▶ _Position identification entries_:
--- Start ---

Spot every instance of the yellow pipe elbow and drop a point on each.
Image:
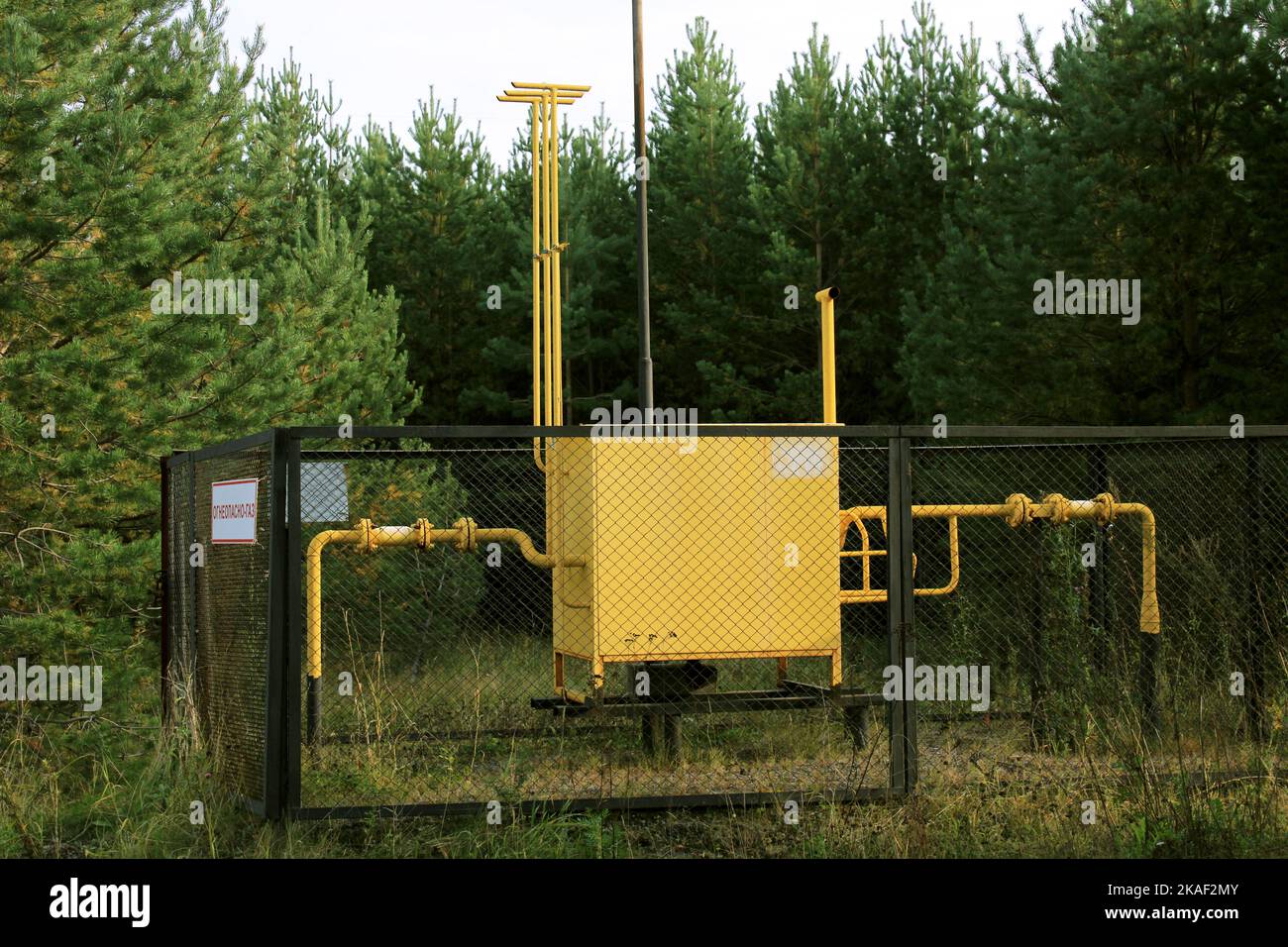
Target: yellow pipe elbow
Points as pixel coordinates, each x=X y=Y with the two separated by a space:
x=1150 y=617
x=825 y=299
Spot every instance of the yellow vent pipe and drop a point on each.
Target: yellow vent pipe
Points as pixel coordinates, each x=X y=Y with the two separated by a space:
x=545 y=99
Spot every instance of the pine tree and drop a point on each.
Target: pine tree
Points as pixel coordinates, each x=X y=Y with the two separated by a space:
x=130 y=153
x=1147 y=150
x=706 y=248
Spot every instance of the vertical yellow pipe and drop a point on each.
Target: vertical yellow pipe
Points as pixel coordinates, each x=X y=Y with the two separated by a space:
x=536 y=289
x=557 y=249
x=546 y=105
x=825 y=299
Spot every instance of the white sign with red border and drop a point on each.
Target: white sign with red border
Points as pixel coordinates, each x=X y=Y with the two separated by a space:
x=233 y=512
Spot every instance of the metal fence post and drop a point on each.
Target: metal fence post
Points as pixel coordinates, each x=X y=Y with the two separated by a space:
x=902 y=715
x=1100 y=573
x=274 y=698
x=1256 y=633
x=166 y=716
x=292 y=630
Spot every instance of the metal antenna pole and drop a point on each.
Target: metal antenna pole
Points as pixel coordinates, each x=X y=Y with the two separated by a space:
x=642 y=215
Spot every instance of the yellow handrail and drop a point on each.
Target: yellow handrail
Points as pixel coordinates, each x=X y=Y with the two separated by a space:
x=1017 y=510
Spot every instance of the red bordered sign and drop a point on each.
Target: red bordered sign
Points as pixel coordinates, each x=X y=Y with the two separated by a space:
x=233 y=512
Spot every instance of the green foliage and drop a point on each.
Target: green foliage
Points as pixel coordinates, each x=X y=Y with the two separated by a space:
x=132 y=149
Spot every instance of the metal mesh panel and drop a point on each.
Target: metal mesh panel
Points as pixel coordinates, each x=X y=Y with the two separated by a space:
x=1116 y=592
x=642 y=620
x=219 y=617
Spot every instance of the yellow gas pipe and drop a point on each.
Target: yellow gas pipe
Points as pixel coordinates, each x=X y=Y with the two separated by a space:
x=464 y=536
x=1017 y=510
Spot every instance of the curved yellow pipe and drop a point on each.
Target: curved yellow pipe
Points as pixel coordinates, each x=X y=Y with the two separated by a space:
x=1018 y=510
x=825 y=300
x=464 y=536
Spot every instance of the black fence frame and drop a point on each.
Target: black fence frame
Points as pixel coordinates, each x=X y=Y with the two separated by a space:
x=283 y=727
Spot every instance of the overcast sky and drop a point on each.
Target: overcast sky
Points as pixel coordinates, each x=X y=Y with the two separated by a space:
x=382 y=55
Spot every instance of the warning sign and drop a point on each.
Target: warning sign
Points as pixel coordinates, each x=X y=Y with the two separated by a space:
x=233 y=508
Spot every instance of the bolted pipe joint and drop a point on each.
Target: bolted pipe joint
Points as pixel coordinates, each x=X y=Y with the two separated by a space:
x=467 y=535
x=1020 y=510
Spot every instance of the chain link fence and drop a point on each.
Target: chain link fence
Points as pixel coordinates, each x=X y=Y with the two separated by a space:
x=219 y=625
x=1128 y=598
x=464 y=618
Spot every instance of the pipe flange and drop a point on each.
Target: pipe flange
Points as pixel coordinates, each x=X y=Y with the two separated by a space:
x=1020 y=510
x=1106 y=509
x=368 y=536
x=467 y=539
x=1061 y=510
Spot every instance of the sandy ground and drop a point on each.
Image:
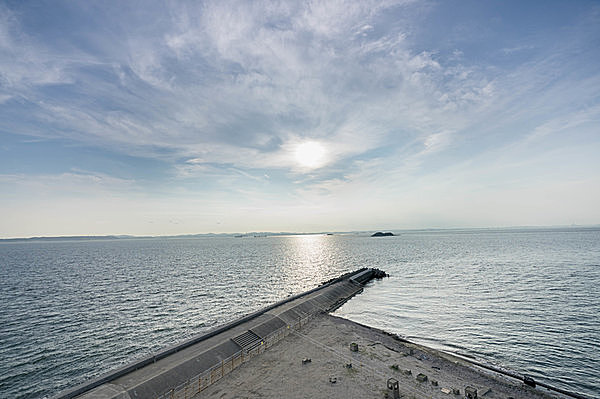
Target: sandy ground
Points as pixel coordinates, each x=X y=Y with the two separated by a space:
x=279 y=372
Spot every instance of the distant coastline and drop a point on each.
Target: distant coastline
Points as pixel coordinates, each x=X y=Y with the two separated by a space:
x=329 y=233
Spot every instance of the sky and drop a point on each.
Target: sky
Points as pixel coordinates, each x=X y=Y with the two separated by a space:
x=175 y=117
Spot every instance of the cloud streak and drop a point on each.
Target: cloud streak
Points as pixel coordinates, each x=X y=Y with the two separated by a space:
x=222 y=93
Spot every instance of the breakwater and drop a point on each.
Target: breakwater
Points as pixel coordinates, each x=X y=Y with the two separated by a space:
x=186 y=368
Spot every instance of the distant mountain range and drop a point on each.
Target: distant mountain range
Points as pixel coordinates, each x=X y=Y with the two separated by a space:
x=267 y=234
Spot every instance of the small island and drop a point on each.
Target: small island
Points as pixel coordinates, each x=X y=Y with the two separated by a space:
x=381 y=234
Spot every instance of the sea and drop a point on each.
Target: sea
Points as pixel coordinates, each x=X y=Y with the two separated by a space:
x=527 y=300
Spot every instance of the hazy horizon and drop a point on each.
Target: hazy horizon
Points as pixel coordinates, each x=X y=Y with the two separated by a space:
x=321 y=232
x=218 y=116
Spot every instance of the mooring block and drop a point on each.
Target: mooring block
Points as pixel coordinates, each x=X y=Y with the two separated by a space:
x=393 y=388
x=470 y=392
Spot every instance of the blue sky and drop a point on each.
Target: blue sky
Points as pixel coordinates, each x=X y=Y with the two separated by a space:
x=157 y=118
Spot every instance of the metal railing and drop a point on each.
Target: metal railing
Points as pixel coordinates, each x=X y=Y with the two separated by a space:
x=196 y=384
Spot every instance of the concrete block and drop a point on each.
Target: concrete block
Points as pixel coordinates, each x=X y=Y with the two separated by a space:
x=470 y=392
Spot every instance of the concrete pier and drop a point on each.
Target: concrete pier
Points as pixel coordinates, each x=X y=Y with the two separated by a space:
x=189 y=367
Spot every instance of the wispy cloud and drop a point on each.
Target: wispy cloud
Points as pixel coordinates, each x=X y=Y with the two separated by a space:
x=224 y=92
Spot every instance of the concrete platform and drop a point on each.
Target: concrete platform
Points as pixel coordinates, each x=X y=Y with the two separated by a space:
x=421 y=372
x=206 y=358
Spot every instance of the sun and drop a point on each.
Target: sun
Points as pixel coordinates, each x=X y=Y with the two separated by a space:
x=310 y=154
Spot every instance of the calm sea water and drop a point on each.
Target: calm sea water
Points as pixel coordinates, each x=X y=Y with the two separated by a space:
x=528 y=300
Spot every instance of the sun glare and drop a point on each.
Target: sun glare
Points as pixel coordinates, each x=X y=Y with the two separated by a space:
x=310 y=154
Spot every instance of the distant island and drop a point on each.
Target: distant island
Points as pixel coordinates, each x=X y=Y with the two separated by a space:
x=381 y=234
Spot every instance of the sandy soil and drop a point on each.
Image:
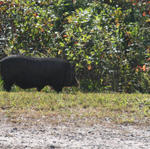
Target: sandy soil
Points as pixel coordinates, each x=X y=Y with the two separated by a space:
x=72 y=134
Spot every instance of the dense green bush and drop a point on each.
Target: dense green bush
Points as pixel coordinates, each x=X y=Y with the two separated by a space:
x=107 y=40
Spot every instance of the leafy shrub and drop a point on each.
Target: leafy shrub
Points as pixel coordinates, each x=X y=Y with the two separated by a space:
x=106 y=40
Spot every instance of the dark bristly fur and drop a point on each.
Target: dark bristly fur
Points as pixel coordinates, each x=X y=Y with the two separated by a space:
x=29 y=72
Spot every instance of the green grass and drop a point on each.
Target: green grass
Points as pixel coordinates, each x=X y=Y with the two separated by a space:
x=95 y=107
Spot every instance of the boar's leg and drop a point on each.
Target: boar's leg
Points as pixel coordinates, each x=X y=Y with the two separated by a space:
x=58 y=89
x=7 y=86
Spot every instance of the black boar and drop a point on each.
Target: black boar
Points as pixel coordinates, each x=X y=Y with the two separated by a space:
x=29 y=72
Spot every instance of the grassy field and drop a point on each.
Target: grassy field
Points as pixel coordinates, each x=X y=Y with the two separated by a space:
x=94 y=107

--- End ---

Can you recast every one of the entries above as a JSON list of strings, one string per line with blank lines dropped? Leave the pictures out of your answer.

[
  "Spot every instance of the yellow pipe elbow and drop a point on each.",
  "Image:",
  "Target: yellow pipe elbow",
  "Points as pixel coordinates, each x=X y=Y with the two separated by a space:",
  "x=1150 y=617",
  "x=825 y=299",
  "Spot every instance of the yellow vent pipe and drop a point on each.",
  "Target: yellow vent pipe",
  "Points as pixel coordinates, each x=X y=Y with the two separated by a space:",
  "x=545 y=99",
  "Spot every instance of the pine tree and drop a point on each.",
  "Target: pine tree",
  "Points as pixel coordinates, each x=X y=Y with the two separated by a space:",
  "x=130 y=153",
  "x=1147 y=150",
  "x=706 y=248",
  "Spot every instance of the vertical yellow pipe and drop a point on each.",
  "Target: vertical yellow pipe",
  "Points as pixel coordinates, each x=X y=Y with the two separated by a space:",
  "x=536 y=289",
  "x=557 y=249",
  "x=546 y=105",
  "x=825 y=299",
  "Spot every instance of the white sign with red border and drop a point on each.",
  "Target: white sign with red border",
  "Points as pixel coordinates, each x=X y=Y with the two separated by a space:",
  "x=233 y=512",
  "Spot every instance of the metal fence post and drop a point on each.",
  "Target: metal fence post",
  "Points as pixel coordinates, each x=X y=Y with the two separated by a space:",
  "x=902 y=715",
  "x=1100 y=573",
  "x=274 y=698",
  "x=1256 y=633",
  "x=166 y=716",
  "x=292 y=630",
  "Spot every instance of the metal antenna pole and drop a point on each.",
  "Target: metal antenna pole",
  "Points as pixel coordinates, each x=X y=Y with the two separated by a space:",
  "x=642 y=215",
  "Spot every instance of the yellow handrail and drop a point on each.",
  "Target: yellow handrail",
  "Points as pixel coordinates, each x=X y=Y with the two separated by a space:",
  "x=1017 y=510",
  "Spot every instance of the red bordered sign and drop a point on each.",
  "Target: red bordered sign",
  "Points as pixel coordinates, each x=X y=Y with the two separated by a space:",
  "x=233 y=512",
  "Spot every instance of the green foliage and drop a point on each.",
  "Target: green foliage",
  "Points as pixel coordinates, each x=X y=Y with the two separated by a space:",
  "x=132 y=149",
  "Spot every instance of the metal mesh panel and drop a point on each.",
  "Target: metal mesh panel",
  "Points as pixel coordinates, each x=X y=Y with the two separated by a space:",
  "x=1116 y=592",
  "x=642 y=620",
  "x=219 y=617",
  "Spot every instance of the yellow gas pipe and drop a point on each.",
  "Target: yellow gas pipe",
  "Points as pixel coordinates, each x=X y=Y with the two separated by a space:",
  "x=464 y=536",
  "x=1017 y=510",
  "Spot every instance of the curved yellow pipe and drop a point on each.",
  "Target: curved yellow pipe",
  "Points as pixel coordinates, each x=X y=Y with the two separated by a space:",
  "x=1018 y=510",
  "x=825 y=300",
  "x=464 y=536",
  "Spot every instance of the black fence frame and drop a point on each.",
  "Target: black fence frame",
  "Points as pixel coordinates, each x=X y=Y with the two separated by a space:",
  "x=283 y=727",
  "Spot every instance of the overcast sky and drop a point on each.",
  "Target: overcast sky",
  "Points as pixel coordinates, each x=X y=Y with the two separated by a space:",
  "x=382 y=55",
  "Spot every instance of the warning sign and drop a point on each.",
  "Target: warning sign",
  "Points as pixel coordinates, each x=X y=Y with the two separated by a space:",
  "x=233 y=508",
  "Spot every instance of the bolted pipe joint and drop a point on each.",
  "Target: bolted pipe joint",
  "Points as pixel coordinates, each x=X y=Y with the two separated by a space:",
  "x=467 y=535",
  "x=1020 y=510",
  "Spot every instance of the chain link fence and drop a point on each.",
  "Target: chain link fence",
  "Points as pixel coordinates, each x=X y=Y with the two separated by a space:",
  "x=219 y=625",
  "x=1128 y=598",
  "x=464 y=618",
  "Spot every instance of the pipe flange and drop a point on each.",
  "Target: pipe flange",
  "Points as pixel coordinates, each x=X y=Y with the two separated by a space:",
  "x=1020 y=510",
  "x=1106 y=509",
  "x=368 y=536",
  "x=467 y=539",
  "x=1061 y=510",
  "Spot every instance of the sandy ground and drop a point on each.",
  "Image:",
  "Target: sandy ground",
  "Points as pixel coordinates, each x=X y=Y with the two separated by a space:",
  "x=279 y=372",
  "Spot every instance of the distant coastline and drop a point on each.",
  "Target: distant coastline",
  "Points as pixel coordinates, each x=X y=Y with the two separated by a space:",
  "x=329 y=233",
  "Spot every instance of the sky and drop a point on each.",
  "Target: sky",
  "Points as pixel coordinates, each x=X y=Y with the two separated by a space:",
  "x=175 y=117",
  "Spot every instance of the cloud streak and drop a point on each.",
  "Target: cloud streak",
  "Points as pixel coordinates, each x=X y=Y with the two separated by a space:",
  "x=222 y=93",
  "Spot every instance of the breakwater and drop a point on each.",
  "Target: breakwater",
  "Points as pixel coordinates, each x=X y=Y with the two separated by a space:",
  "x=186 y=368",
  "Spot every instance of the distant mountain range and drop a point on each.",
  "Target: distant mountain range",
  "Points as pixel coordinates, each x=X y=Y with the two separated by a space:",
  "x=267 y=234",
  "Spot every instance of the small island and drop a point on each.",
  "Target: small island",
  "Points as pixel coordinates, each x=X y=Y with the two separated by a space:",
  "x=381 y=234",
  "Spot every instance of the sea and drop a point on each.",
  "Target: sea",
  "Points as pixel coordinates, each x=X y=Y with the two separated by a space:",
  "x=527 y=300",
  "Spot every instance of the hazy horizon and drop a point on each.",
  "Target: hazy horizon",
  "Points as pixel coordinates, each x=X y=Y with the two separated by a space:",
  "x=321 y=232",
  "x=218 y=116",
  "Spot every instance of the mooring block and drop a point on each.",
  "Target: mooring block",
  "Points as pixel coordinates, each x=X y=Y with the two separated by a space:",
  "x=393 y=388",
  "x=470 y=392",
  "Spot every instance of the blue sky and drop a point on each.",
  "Target: blue sky",
  "Points as pixel coordinates, each x=X y=Y with the two separated by a space:",
  "x=157 y=118",
  "Spot every instance of the metal railing and drop a point on each.",
  "Target: metal railing",
  "Points as pixel coordinates, each x=X y=Y with the two separated by a space:",
  "x=196 y=384",
  "Spot every instance of the concrete block and drop a point on each.",
  "Target: concrete block",
  "Points as pixel coordinates, each x=X y=Y with the two separated by a space:",
  "x=470 y=392",
  "Spot every instance of the concrete pier and drop a point on each.",
  "Target: concrete pier",
  "Points as pixel coordinates, each x=X y=Y with the two separated by a space:",
  "x=189 y=367",
  "Spot every instance of the wispy cloud and drop a point on each.",
  "Target: wispy cloud",
  "Points as pixel coordinates, each x=X y=Y with the two separated by a space:",
  "x=224 y=92",
  "Spot every instance of the concrete platform and drop a point on each.",
  "Target: concrete platform",
  "Points as pixel coordinates, each x=X y=Y with the two separated by a space:",
  "x=421 y=372",
  "x=206 y=358",
  "Spot every instance of the sun and drop a point on each.",
  "Target: sun",
  "Points as pixel coordinates, each x=X y=Y with the two separated by a space:",
  "x=310 y=154",
  "Spot every instance of the calm sea water and drop a point on each.",
  "Target: calm sea water",
  "Points as pixel coordinates, each x=X y=Y with the two separated by a space:",
  "x=528 y=300",
  "Spot every instance of the sun glare and drop a point on each.",
  "Target: sun glare",
  "Points as pixel coordinates, each x=X y=Y with the two separated by a space:",
  "x=310 y=154",
  "Spot every instance of the distant island and drop a point on each.",
  "Target: distant island",
  "Points as pixel coordinates, each x=X y=Y with the two separated by a space:",
  "x=381 y=234",
  "Spot every instance of the sandy soil and drop a point on each.",
  "Image:",
  "Target: sandy soil",
  "Points as pixel coordinates, each x=X y=Y with the two separated by a space:",
  "x=72 y=134",
  "Spot every instance of the dense green bush and drop a point on each.",
  "Target: dense green bush",
  "Points as pixel coordinates, each x=X y=Y with the two separated by a space:",
  "x=107 y=40",
  "Spot every instance of the leafy shrub and drop a point on each.",
  "Target: leafy shrub",
  "Points as pixel coordinates, each x=X y=Y with the two separated by a space:",
  "x=106 y=40",
  "Spot every instance of the dark bristly fur and drop a point on each.",
  "Target: dark bristly fur",
  "Points as pixel coordinates, each x=X y=Y with the two separated by a space:",
  "x=29 y=72",
  "Spot every instance of the green grass and drop a point on each.",
  "Target: green grass",
  "Points as pixel coordinates, each x=X y=Y with the two separated by a space:",
  "x=95 y=107",
  "Spot every instance of the boar's leg and drop a point on each.",
  "Target: boar's leg",
  "Points as pixel coordinates, each x=X y=Y with the two separated by a space:",
  "x=58 y=89",
  "x=7 y=86",
  "Spot every instance of the black boar and drop a point on each.",
  "Target: black boar",
  "Points as pixel coordinates, each x=X y=Y with the two separated by a space:",
  "x=29 y=72",
  "Spot every instance of the grassy field and drop a point on each.",
  "Target: grassy field",
  "Points as pixel coordinates, each x=X y=Y with the two separated by a space:",
  "x=94 y=107"
]